RECORDS FOR THIS EXERCISE start

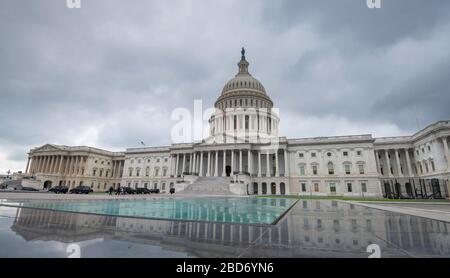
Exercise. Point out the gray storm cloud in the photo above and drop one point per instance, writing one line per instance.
(109, 74)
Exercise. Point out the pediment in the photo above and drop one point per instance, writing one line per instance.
(47, 147)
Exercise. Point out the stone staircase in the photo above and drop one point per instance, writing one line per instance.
(209, 186)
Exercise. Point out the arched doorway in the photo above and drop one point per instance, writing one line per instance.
(228, 170)
(282, 189)
(273, 188)
(47, 184)
(255, 188)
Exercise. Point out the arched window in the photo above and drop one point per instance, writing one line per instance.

RECORDS FOR THIS EXERCISE end

» **GIVEN TASK**:
Rewrite the records above as a JSON list of strings, one string per line and no blank lines, covering only the lines from the one containing "Exercise. Point out the stone" through the end of the records, inclusive.

» **TASK SOLUTION**:
[
  "Exercise. Point out the stone staircase in the photo above and drop one point per instance, writing one line per instance.",
  "(209, 186)",
  "Exercise. Point out the arched doorway in the photo above and drop one point per instance, writing one line per instance.",
  "(228, 170)",
  "(282, 189)",
  "(273, 188)",
  "(47, 184)",
  "(255, 188)",
  "Exercise. Point out the arched window in the photo above and drop one point per instance, writing one line per instance."
]